### Work task
In the record below about anti-PD-1 therapy and tumor lipid profiles, which imaging method was used to examine the lipid profiles of the murine tumor tissue?

Publication Date

3-1-2023

Journal

Journal of Biological Chemistry

DOI

10.1016/j.jbc.2023.102902

PMID

36642178

PMCID

PMC9957763

PubMedCentral® Posted Date

1-13-2023

PubMedCentral® Full Text Version

Post-print

Published Open-Access

yes

Keywords

Animals, Humans, Mice, Antibodies, Monoclonal, B7-H1 Antigen, Immunotherapy, Lipids, Neoplasms, T-Lymphocytes, Tumor Microenvironment, ambient ionization, desorption electrospray ionization, anti-PD-1, lipid metabolism, immunotherapy, mass spectrometry, molecular imaging, tumor microenvironment, cellular immune response

Abstract

The programmed cell death protein-1 (PD-1) is highly expressed on the surface of antigen-specific exhausted T cells and, upon interaction with its ligand PD-L1, can result in inhibition of the immune response. Anti-PD-1 treatment has been shown to extend survival and result in durable responses in several cancers, yet only a subset of patients benefit from this therapy. Despite the implication of metabolic alteration following cancer immunotherapy, mechanistic associations between antitumor responses and metabolic changes remain unclear. Here, we used desorption electrospray ionization mass spectrometry imaging to examine the lipid profiles of tumor tissue from three syngeneic murine models with varying treatment sensitivity at the baseline and at three time points post-anti-PD-1 therapy. These imaging experiments revealed specific alterations in the lipid profiles associated with the degree of response to treatment and allowed us to identify a significant increase of long-chain polyunsaturated lipids within responsive tumors following anti-PD-1 therapy. Immunofluorescence imaging of tumor tissues also demonstrated that the altered lipid profile associated with treatment response is localized to dense regions of tumor immune infiltrates. Overall, these results indicate that effective anti-PD-1 therapy modulates lipid metabolism in tumor immune infiltrates, and we thereby propose that further investigation of the related immune-metabolic pathways may be useful for better understanding success and failure of anti-PD-1 therapy.

### Listed records
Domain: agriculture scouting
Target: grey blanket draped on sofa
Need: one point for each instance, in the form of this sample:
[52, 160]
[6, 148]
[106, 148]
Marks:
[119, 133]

### Your solution
Desorption electrospray ionization mass spectrometry imaging.